While it mostly specializes in the sale of real books, the company has also dabbled in the world of faux ones. The bookseller has cut books — so only the spines remain — and glued them to shelves for cruise ships, “where they don’t want to have a lot of weight or worry that the books will fall off the shelves if the weather gets bad,” Roberts said.

There are other, sometimes counterintuitive, uses for fake tomes. Although it has the capacity to hold more than 1.35 million of them, many of the books in China’s 360,000-square-foot Tianjin Binhai Library aren’t real. Instead, perforated aluminum plates emblazoned with images of books can be found, primarily on the upper shelves of the atrium. While the presence of artificial books in a place devoted to reading has been widely criticized — “more fiction than books,” one headline mocked — it remains a buzzy tourist attraction. After all, the books don’t need to be real if it’s just for Instagram.

Tina Ramchandani, an interior designer in New York, said that her firm has used fake books in both commercial and residential settings. For a dressing room in a members-only club in New Jersey, “where nobody was really going to read the books, but where there were bookshelves, we got all fake books,” Ramchandani said.

For her clients’ homes, fake books are usually placed on the upper shelves of bookcases that can’t easily be reached. “We did this for a house out in the Hamptons. It’s usually for larger homes, where you’re not using every part of the home like you would in the city,” Ramchandani said. “Say you have an extra reading room, library or some sort of media room where you fill it with books and can’t ever get to the top parts. So instead of doing real books that are going to collect dust that you’re never going to access, we end up doing fake books.”

Anna Shiwlall, the owner of 27 Diamonds Interior Design in Anaheim, California, said that she frequently makes use of fake books, especially if they are “of certain sizes or colors that coordinate with the room or if we want the client to feel a portrayal of a well-traveled life.”

**GIVEN MATERIAL**

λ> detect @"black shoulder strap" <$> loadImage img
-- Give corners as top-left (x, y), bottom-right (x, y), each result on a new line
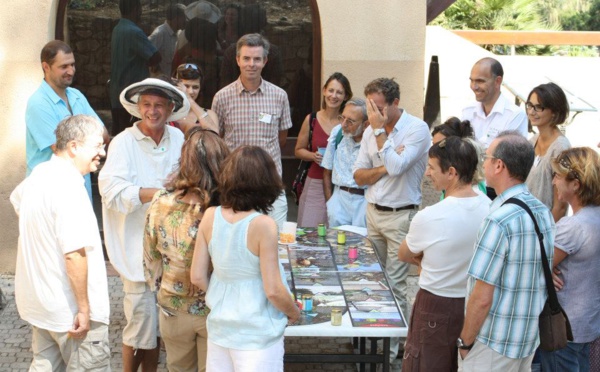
top-left (502, 198), bottom-right (560, 313)
top-left (308, 111), bottom-right (317, 152)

**TASKS TO CARRY OUT**
1) Translate this sentence from the passage on fake books into Spanish: "There are other, sometimes counterintuitive, uses for fake tomes."
2) Answer these questions using the passage on fake books:
(a) What part of the books did the bookseller keep when it glued them to shelves for cruise ships?
(b) How many books can the Tianjin Binhai Library hold?
(c) In what city is 27 Diamonds Interior Design located?
3) Condense the paragraph from the passage on fake books that begins "For her clients’ homes" into a short bulleted list that keeps its main facts.
The data that comes after the text is not needed here.

**SOLUTIONS TO EACH TASK**
1) Hay otros usos, a veces contraintuitivos, para los libros falsos.

2)
(a) Only the spines.
(b) More than 1.35 million.
(c) Anaheim, California.

3)
- In clients' homes, fake books usually go on the upper shelves of bookcases that are hard to reach.
- Ramchandani's firm did this for a house in the Hamptons.
- It is usually done in larger homes, where not every part of the house gets used as it would in the city.
- Typical rooms are an extra reading room, a library or a media room whose top shelves can never be reached.
- Fake books are used there instead of real ones that would collect dust and never be accessed.